-- Your task --
Write out the entries again. Match each one exactly.

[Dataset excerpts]

+===+

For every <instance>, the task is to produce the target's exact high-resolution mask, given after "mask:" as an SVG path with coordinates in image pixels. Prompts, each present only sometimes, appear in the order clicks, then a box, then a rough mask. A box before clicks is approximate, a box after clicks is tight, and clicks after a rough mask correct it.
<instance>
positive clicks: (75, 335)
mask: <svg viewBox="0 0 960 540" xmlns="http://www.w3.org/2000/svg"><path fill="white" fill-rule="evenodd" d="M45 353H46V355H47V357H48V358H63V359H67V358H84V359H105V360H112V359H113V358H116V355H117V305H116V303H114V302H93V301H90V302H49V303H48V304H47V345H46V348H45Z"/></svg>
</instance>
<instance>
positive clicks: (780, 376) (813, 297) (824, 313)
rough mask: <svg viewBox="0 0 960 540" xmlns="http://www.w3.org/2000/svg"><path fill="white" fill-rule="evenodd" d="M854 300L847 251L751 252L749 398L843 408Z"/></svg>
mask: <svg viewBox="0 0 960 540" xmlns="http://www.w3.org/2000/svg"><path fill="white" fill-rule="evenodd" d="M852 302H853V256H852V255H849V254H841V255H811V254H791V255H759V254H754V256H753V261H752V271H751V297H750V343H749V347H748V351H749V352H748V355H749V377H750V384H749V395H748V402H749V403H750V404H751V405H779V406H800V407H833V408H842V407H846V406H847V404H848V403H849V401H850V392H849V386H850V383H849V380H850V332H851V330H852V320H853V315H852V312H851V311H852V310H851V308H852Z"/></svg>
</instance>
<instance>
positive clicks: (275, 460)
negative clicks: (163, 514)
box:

+===+

-- Exercise solution --
For every <instance>, the task is to produce the target's exact high-resolution mask, given after "mask:" as an SVG path with coordinates in image pixels. Prompts, each present only sometimes, appear in the order clicks, then a box, then a rough mask. A box before clicks is approximate, a box after clicks is tight, and clicks after a rough mask correct it.
<instance>
positive clicks: (75, 335)
mask: <svg viewBox="0 0 960 540" xmlns="http://www.w3.org/2000/svg"><path fill="white" fill-rule="evenodd" d="M45 353H46V355H47V357H48V358H63V359H67V358H84V359H105V360H112V359H113V358H116V355H117V305H116V303H114V302H93V301H90V302H49V303H48V304H47V345H46V348H45Z"/></svg>
</instance>
<instance>
positive clicks: (780, 376) (813, 297) (824, 313)
rough mask: <svg viewBox="0 0 960 540" xmlns="http://www.w3.org/2000/svg"><path fill="white" fill-rule="evenodd" d="M854 300L847 251L751 252L749 398L843 408Z"/></svg>
mask: <svg viewBox="0 0 960 540" xmlns="http://www.w3.org/2000/svg"><path fill="white" fill-rule="evenodd" d="M852 302H853V256H852V255H849V254H841V255H811V254H791V255H759V254H754V256H753V261H752V271H751V297H750V343H749V347H748V351H749V352H748V355H749V377H750V384H749V395H748V402H749V403H750V404H751V405H779V406H800V407H833V408H842V407H846V406H847V404H848V403H849V401H850V392H849V386H850V383H849V380H850V332H851V330H852V320H853V315H852V312H851V311H852V310H851V308H852Z"/></svg>
</instance>
<instance>
positive clicks: (275, 460)
negative clicks: (163, 514)
box:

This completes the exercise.